Things to do –
[A] In the passage below on doctors versus symptom-checker apps, how often did the physicians list the correct diagnosis first?
[B] Extend the passage below on doctors versus symptom-checker apps by writing what comes next after its last sentence.

Reading passage –
———

Computer-based checklists and other digital apps have become popular over the last two decades to help reduce medication errors and streamline infection-prevention protocols. Millions of people use Internet programs and apps every year to diagnose themselves.

Ateev Mehrotra, an associate professor of health care policy at Harvard Medical School, told CBS News that he and his colleagues decided to conduct this study because some recent findings suggested that physicians make a lot of mistakes. They wanted to explore whether computers could make fewer mistakes.

“About 10 to 15 percent of the time a patient has a misdiagnosis. Doctors make diagnostic errors, and there’s been this idea in the computer science world, in Silicon Valley and such, that 'can’t computers do it better?'” Mehrotra said.

The researchers had 234 internal medicine physicians evaluate 45 clinical cases that involved both common and uncommon conditions with different degrees of severity. For each case, they had to choose the most likely diagnosis as well as two additional potential diagnoses.

The physicians made correct diagnoses more than twice as often as 23 popular symptom-checker apps. They listed the correct diagnosis first 72 percent of the time, compared with 34 percent of the time for the apps.

———

Data –
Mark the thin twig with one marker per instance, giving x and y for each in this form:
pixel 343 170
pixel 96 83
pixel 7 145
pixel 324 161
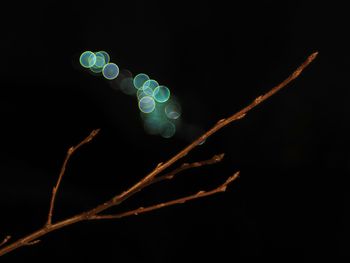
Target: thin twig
pixel 70 152
pixel 6 239
pixel 185 166
pixel 33 242
pixel 49 227
pixel 141 210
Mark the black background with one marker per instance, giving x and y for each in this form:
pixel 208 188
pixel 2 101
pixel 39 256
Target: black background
pixel 292 199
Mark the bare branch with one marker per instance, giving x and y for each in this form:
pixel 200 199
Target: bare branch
pixel 141 210
pixel 116 200
pixel 7 238
pixel 185 166
pixel 70 152
pixel 33 242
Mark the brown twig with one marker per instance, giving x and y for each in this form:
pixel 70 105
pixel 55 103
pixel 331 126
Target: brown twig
pixel 185 166
pixel 141 210
pixel 70 152
pixel 147 180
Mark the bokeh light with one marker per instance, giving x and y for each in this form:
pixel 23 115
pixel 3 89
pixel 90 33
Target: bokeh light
pixel 100 60
pixel 139 80
pixel 110 71
pixel 106 56
pixel 149 86
pixel 95 69
pixel 140 94
pixel 87 59
pixel 147 104
pixel 127 86
pixel 161 94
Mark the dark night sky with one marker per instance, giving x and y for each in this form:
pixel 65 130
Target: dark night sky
pixel 292 199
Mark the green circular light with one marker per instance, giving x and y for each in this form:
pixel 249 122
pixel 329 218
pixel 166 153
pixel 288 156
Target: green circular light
pixel 127 86
pixel 110 71
pixel 105 55
pixel 95 69
pixel 139 80
pixel 168 130
pixel 147 104
pixel 161 94
pixel 140 94
pixel 87 59
pixel 172 111
pixel 100 60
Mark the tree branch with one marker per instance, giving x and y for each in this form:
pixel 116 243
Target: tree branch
pixel 186 166
pixel 148 179
pixel 70 152
pixel 141 210
pixel 6 239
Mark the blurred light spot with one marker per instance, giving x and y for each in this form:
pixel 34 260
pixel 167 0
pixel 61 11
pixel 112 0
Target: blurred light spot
pixel 110 71
pixel 140 94
pixel 139 80
pixel 87 59
pixel 161 94
pixel 147 104
pixel 149 86
pixel 95 69
pixel 105 55
pixel 127 86
pixel 100 60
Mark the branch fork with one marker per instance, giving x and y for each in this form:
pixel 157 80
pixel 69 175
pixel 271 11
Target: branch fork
pixel 153 177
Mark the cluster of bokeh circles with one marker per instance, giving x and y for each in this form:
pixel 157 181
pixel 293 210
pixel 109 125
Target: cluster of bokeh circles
pixel 159 109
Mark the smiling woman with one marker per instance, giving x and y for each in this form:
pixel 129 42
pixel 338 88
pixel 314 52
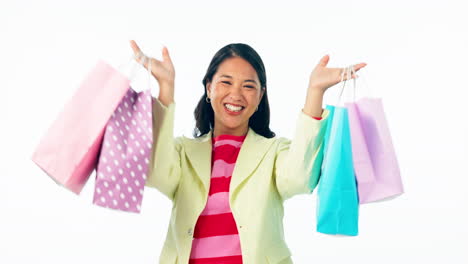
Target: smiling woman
pixel 228 184
pixel 235 78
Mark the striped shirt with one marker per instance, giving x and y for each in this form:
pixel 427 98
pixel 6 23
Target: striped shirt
pixel 216 238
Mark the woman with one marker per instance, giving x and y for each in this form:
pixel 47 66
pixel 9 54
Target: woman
pixel 229 183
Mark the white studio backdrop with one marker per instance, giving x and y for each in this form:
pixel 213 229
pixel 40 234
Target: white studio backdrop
pixel 416 56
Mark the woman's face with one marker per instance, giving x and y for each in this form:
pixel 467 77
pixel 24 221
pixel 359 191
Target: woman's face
pixel 235 93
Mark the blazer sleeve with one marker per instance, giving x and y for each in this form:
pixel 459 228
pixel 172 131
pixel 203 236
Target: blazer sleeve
pixel 164 167
pixel 298 161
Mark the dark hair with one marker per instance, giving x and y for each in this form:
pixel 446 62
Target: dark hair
pixel 260 120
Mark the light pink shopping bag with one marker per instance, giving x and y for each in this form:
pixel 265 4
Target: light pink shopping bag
pixel 385 181
pixel 362 163
pixel 69 150
pixel 124 157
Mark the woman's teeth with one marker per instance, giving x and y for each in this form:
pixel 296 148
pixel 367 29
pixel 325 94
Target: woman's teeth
pixel 234 108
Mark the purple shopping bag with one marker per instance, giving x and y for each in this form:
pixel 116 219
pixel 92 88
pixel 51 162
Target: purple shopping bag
pixel 124 158
pixel 68 151
pixel 384 181
pixel 362 163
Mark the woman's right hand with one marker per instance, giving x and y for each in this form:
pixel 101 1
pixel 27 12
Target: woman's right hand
pixel 163 71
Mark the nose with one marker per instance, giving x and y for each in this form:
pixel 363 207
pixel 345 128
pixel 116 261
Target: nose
pixel 235 92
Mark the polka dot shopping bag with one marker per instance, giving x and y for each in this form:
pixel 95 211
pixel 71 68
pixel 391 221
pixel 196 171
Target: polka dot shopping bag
pixel 124 158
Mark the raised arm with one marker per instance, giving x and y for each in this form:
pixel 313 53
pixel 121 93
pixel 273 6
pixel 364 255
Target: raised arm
pixel 164 168
pixel 298 162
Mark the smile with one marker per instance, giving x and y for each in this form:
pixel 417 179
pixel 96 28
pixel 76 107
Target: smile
pixel 233 108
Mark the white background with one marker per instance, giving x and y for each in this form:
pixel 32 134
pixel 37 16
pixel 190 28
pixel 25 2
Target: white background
pixel 417 61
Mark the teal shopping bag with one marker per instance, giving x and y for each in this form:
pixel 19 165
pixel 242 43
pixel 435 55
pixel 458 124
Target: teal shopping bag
pixel 337 197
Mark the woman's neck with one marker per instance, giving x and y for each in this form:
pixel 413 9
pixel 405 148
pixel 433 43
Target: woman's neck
pixel 217 131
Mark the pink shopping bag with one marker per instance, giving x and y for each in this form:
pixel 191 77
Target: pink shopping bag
pixel 124 158
pixel 362 163
pixel 69 150
pixel 386 179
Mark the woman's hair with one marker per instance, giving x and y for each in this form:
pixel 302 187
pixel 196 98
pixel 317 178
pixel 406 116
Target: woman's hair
pixel 204 115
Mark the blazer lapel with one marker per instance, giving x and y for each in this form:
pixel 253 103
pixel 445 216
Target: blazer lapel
pixel 251 153
pixel 199 153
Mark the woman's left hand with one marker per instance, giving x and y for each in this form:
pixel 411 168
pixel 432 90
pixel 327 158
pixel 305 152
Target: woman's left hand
pixel 323 78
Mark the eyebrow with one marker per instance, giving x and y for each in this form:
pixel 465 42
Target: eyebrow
pixel 248 80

———

Responses by item number –
[A] 72 percent of the time.

[B]
In addition, 84 percent of the physicians listed the correct diagnosis in the top three possibilities, compared with 51 percent for the apps.

The difference was the most significant in the more severe and less common conditions. Conversely, it was smaller for less acute and more prevalent illnesses.

Even though they outperformed, the physicians still made errors in about 15 percent of the cases. The researchers think that computer-based algorithms that can be used along with human decision-making will help to reduce those errors.

They believe that it's important to study the future generations of computer programs because they may be more accurate.

"Clinical diagnosis is currently as much art as it is science, but there is great promise for technology to help augment clinical diagnoses," Mehrotra said in a statement. "That is the true value proposition of these tools."